Show every line of the material below that contains the word "patch", copying each such line in full.

══════════════════════════════

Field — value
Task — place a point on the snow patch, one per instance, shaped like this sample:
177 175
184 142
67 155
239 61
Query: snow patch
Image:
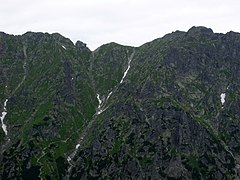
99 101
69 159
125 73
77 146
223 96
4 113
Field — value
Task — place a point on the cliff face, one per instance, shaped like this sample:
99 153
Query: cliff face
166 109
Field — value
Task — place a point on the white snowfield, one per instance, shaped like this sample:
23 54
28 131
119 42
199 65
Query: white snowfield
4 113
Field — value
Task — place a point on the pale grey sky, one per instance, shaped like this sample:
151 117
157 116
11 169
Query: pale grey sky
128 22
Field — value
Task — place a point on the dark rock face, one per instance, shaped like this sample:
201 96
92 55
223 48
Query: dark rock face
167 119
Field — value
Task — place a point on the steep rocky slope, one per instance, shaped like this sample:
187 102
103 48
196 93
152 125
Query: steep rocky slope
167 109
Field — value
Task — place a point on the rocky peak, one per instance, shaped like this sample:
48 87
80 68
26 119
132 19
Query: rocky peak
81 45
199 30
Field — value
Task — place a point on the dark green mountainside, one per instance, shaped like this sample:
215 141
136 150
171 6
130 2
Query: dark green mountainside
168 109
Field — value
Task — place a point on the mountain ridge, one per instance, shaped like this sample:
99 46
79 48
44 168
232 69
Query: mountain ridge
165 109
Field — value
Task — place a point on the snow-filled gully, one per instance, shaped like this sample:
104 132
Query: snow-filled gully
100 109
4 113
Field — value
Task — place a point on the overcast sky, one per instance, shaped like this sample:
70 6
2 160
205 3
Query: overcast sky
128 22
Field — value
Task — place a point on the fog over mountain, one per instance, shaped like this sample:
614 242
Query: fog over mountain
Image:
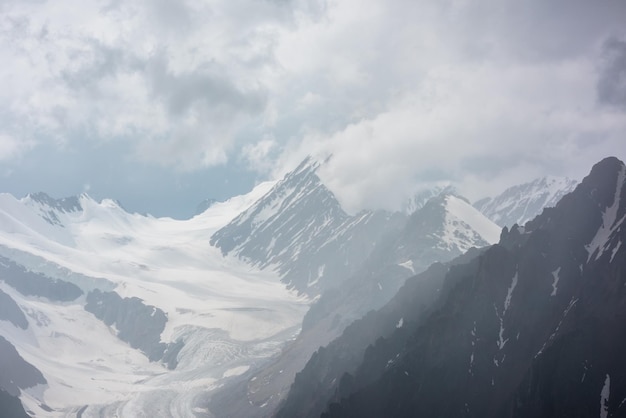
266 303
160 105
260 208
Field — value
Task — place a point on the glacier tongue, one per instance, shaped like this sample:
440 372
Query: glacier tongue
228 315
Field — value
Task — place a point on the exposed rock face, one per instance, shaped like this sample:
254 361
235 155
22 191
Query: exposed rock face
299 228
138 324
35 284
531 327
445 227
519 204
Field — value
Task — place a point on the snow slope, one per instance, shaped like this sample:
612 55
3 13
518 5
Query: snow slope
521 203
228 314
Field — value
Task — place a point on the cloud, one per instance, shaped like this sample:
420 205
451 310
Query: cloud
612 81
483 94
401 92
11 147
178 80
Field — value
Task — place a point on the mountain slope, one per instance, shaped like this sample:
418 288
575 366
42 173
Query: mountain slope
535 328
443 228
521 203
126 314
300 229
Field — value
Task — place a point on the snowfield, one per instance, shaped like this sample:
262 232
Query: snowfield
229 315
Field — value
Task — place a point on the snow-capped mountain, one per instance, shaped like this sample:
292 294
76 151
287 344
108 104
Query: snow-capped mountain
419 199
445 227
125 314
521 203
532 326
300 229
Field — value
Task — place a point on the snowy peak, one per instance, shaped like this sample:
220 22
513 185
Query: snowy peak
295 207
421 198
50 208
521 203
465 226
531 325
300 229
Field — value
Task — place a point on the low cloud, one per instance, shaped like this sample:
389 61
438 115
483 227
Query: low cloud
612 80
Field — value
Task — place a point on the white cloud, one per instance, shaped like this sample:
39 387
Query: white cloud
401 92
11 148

══════════════════════════════

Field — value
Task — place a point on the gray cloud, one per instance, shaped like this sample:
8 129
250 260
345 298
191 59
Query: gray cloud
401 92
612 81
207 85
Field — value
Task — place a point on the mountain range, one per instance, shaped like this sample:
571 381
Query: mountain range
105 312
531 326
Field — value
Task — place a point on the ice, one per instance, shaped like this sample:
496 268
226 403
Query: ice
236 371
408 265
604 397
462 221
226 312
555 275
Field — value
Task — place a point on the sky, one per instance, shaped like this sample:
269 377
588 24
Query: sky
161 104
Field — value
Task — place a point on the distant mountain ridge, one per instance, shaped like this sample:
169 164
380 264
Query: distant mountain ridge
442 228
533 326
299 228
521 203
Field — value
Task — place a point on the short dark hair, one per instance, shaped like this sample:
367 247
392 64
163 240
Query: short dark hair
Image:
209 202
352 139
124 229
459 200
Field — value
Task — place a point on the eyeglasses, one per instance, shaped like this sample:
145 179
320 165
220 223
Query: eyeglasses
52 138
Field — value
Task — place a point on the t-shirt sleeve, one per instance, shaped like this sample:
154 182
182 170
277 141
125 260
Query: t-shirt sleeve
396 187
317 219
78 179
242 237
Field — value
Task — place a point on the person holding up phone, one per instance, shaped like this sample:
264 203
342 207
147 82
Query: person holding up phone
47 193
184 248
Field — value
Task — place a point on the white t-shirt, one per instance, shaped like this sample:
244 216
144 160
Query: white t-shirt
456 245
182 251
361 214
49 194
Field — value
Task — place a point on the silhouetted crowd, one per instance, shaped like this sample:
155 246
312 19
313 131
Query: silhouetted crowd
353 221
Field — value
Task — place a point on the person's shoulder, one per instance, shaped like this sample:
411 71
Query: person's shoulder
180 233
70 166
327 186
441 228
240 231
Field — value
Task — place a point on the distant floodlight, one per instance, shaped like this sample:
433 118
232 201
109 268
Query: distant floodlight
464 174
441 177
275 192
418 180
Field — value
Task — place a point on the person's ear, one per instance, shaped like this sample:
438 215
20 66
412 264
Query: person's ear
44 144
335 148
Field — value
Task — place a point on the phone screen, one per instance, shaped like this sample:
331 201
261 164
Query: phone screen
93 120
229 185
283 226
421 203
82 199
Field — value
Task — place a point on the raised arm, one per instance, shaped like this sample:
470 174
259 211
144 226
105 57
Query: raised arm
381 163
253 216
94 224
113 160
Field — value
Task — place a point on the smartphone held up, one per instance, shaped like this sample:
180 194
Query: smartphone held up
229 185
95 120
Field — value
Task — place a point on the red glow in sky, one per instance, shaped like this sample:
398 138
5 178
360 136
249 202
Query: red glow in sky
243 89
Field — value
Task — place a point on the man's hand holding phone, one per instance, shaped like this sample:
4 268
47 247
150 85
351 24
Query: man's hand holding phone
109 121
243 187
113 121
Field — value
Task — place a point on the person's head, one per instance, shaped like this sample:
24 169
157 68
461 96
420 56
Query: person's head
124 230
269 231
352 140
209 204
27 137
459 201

══════════════════════════════

Solution to this exercise ->
Task — place a point on the snow patch, one per instance, shaped like this sample:
Query: snow patch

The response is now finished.